Hélas, ce n’est pas ainsi que les choses se sont déroulées. Il fallait encore une fois que nous jouions les élèves modèles. La dernière session rassemble sur le podium deux Suisses sur trois, en plus de la modératrice italienne. Elle a eu beau être aussi habile que possible et les Suisses aussi brillants que nécessaire, on retombe dans l’ornière du Y’en a point comme nous et ceci pour une simple question de langue. Martin Zingg explique le merveilleux fonctionnement de notre système fédéral des langes et Yusuf Yesilöz raconte son combat pour s’intégrer dans la société helvétique : il est désormais un écrivain reconnu. Il n’y a qu’un hic dans toutes ces belles paroles. Elles ne passent pas la rampe car Yusuf s’exprime en allemand alors que les deux langues officielles de ce congrès sont l’anglais et le français. D’où le public déjà réduit à quinze personnes diminue encore d’un tiers. Ceci est exactement la démonstration du malentendu linguistique qui règne en Suisse et qui continue d’être propagé par ceux-là même qui pensent en avoir compris les mécanismes.

> _Énoncé du problème_
Reproduisez mot pour mot l'intégralité de l'extrait ci-dessus sur le malentendu linguistique en Suisse.

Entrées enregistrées
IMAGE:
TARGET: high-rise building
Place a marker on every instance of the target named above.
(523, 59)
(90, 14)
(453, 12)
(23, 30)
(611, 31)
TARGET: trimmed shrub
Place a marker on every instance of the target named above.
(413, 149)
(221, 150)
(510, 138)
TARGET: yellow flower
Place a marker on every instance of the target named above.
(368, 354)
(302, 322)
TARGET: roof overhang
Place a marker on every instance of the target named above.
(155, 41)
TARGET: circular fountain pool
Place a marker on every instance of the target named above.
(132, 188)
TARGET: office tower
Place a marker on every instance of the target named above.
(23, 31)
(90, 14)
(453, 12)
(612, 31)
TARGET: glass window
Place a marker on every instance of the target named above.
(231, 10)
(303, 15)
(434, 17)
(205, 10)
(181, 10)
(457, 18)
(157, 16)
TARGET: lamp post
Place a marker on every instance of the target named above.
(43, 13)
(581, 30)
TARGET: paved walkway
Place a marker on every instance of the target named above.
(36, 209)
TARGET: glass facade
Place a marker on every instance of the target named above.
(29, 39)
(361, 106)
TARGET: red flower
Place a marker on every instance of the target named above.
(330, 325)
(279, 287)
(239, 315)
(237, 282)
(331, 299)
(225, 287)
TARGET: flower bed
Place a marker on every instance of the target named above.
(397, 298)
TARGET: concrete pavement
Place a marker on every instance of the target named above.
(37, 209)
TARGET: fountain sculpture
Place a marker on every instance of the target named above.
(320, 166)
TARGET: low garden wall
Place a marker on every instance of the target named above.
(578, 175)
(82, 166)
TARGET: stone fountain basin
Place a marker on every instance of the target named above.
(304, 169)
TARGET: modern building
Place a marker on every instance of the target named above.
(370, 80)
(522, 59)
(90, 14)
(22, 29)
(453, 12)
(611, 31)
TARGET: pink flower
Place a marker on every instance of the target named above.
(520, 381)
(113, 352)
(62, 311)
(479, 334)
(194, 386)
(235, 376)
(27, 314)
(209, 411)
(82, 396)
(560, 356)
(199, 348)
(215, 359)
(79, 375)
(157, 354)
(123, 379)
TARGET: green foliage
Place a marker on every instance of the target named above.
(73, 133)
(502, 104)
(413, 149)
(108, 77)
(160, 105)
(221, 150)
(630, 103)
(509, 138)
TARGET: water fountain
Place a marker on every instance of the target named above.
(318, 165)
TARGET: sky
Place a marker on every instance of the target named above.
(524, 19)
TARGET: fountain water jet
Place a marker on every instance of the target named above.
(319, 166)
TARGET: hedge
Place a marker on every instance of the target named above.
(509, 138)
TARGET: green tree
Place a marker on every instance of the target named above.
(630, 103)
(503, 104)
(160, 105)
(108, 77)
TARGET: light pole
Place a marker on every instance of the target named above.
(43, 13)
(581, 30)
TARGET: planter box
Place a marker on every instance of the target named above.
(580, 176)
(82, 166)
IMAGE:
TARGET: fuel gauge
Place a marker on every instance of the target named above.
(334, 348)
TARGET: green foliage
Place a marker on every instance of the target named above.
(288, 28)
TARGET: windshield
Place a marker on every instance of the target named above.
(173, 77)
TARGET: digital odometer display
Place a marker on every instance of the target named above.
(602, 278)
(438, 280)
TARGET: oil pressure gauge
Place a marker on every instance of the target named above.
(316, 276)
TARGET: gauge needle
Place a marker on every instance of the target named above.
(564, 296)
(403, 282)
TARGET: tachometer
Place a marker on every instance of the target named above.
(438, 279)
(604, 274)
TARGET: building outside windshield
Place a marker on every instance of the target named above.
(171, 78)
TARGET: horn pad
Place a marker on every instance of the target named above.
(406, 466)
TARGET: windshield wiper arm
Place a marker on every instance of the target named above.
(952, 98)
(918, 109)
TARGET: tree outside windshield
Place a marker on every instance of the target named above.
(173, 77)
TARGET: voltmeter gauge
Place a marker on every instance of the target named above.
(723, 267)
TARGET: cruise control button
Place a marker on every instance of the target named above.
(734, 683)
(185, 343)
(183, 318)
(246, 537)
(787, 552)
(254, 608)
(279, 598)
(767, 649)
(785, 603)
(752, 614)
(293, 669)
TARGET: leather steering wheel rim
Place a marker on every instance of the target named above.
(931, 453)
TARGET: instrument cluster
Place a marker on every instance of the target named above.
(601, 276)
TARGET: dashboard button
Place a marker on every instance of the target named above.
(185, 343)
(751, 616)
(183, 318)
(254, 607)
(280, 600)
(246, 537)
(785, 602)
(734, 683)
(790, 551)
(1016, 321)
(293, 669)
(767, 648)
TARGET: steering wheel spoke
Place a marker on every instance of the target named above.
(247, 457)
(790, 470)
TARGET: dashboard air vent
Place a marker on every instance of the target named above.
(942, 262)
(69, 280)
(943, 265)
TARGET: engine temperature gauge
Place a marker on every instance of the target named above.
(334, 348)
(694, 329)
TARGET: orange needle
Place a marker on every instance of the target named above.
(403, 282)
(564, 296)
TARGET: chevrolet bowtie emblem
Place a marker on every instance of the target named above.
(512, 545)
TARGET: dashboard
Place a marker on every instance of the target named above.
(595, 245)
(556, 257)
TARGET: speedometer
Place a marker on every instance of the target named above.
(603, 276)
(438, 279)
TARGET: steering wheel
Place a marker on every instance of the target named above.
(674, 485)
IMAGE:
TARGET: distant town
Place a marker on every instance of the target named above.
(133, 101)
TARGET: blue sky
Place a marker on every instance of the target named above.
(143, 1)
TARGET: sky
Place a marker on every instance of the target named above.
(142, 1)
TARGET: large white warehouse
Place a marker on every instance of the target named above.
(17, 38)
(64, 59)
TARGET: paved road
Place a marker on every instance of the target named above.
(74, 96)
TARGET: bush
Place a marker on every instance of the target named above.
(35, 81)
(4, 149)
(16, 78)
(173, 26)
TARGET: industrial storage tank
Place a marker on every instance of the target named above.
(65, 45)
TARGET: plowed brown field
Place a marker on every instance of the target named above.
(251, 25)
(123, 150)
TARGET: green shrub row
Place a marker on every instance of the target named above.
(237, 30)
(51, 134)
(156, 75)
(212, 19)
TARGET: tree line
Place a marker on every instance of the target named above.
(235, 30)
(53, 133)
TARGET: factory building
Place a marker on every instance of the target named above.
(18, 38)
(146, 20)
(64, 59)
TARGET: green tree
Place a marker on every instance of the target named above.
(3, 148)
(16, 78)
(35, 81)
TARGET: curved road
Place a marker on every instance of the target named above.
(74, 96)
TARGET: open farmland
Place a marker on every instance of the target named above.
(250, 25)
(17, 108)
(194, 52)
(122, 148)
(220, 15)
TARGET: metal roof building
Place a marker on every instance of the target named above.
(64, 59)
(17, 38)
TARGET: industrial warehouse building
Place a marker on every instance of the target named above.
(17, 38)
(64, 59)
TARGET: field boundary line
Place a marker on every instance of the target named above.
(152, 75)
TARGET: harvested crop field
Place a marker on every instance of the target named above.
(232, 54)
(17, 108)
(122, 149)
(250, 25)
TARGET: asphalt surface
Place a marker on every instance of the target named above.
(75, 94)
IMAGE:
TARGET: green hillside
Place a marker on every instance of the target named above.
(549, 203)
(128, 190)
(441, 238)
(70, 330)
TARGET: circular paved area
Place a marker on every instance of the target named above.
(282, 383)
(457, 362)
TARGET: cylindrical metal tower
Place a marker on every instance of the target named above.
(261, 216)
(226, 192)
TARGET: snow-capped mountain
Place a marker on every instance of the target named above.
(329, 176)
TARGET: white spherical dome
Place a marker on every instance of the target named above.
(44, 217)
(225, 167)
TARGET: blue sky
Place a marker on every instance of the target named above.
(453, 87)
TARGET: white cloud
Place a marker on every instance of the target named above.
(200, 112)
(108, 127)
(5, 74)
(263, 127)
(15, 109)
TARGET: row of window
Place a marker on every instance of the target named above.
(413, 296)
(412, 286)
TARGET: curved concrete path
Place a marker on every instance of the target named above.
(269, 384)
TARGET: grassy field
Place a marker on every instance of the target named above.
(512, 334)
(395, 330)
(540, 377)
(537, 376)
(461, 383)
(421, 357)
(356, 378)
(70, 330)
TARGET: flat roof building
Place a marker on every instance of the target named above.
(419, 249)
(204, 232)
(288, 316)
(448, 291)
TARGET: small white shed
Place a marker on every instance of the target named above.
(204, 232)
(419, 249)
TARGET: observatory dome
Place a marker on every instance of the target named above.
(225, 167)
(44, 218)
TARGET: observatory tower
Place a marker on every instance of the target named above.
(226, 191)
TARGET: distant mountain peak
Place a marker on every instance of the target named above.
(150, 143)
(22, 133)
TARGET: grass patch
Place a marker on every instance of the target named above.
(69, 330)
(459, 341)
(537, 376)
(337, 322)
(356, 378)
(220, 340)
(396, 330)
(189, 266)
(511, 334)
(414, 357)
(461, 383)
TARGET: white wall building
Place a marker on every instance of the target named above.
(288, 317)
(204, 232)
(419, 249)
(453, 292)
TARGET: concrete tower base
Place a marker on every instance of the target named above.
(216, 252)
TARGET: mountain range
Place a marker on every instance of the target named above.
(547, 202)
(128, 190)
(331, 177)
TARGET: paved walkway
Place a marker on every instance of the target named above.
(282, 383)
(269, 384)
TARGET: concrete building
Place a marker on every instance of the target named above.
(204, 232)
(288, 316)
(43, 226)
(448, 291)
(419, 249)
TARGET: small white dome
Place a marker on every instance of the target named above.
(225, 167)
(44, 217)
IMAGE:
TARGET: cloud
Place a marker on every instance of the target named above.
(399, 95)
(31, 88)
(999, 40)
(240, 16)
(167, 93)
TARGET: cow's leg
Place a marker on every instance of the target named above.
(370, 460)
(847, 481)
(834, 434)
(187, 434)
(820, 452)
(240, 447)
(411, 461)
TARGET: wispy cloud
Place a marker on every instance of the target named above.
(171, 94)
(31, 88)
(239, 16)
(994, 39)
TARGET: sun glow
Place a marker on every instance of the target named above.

> _Corrigé_
Hélas, ce n’est pas ainsi que les choses se sont déroulées. Il fallait encore une fois que nous jouions les élèves modèles. La dernière session rassemble sur le podium deux Suisses sur trois, en plus de la modératrice italienne. Elle a eu beau être aussi habile que possible et les Suisses aussi brillants que nécessaire, on retombe dans l’ornière du Y’en a point comme nous et ceci pour une simple question de langue. Martin Zingg explique le merveilleux fonctionnement de notre système fédéral des langes et Yusuf Yesilöz raconte son combat pour s’intégrer dans la société helvétique : il est désormais un écrivain reconnu. Il n’y a qu’un hic dans toutes ces belles paroles. Elles ne passent pas la rampe car Yusuf s’exprime en allemand alors que les deux langues officielles de ce congrès sont l’anglais et le français. D’où le public déjà réduit à quinze personnes diminue encore d’un tiers. Ceci est exactement la démonstration du malentendu linguistique qui règne en Suisse et qui continue d’être propagé par ceux-là même qui pensent en avoir compris les mécanismes.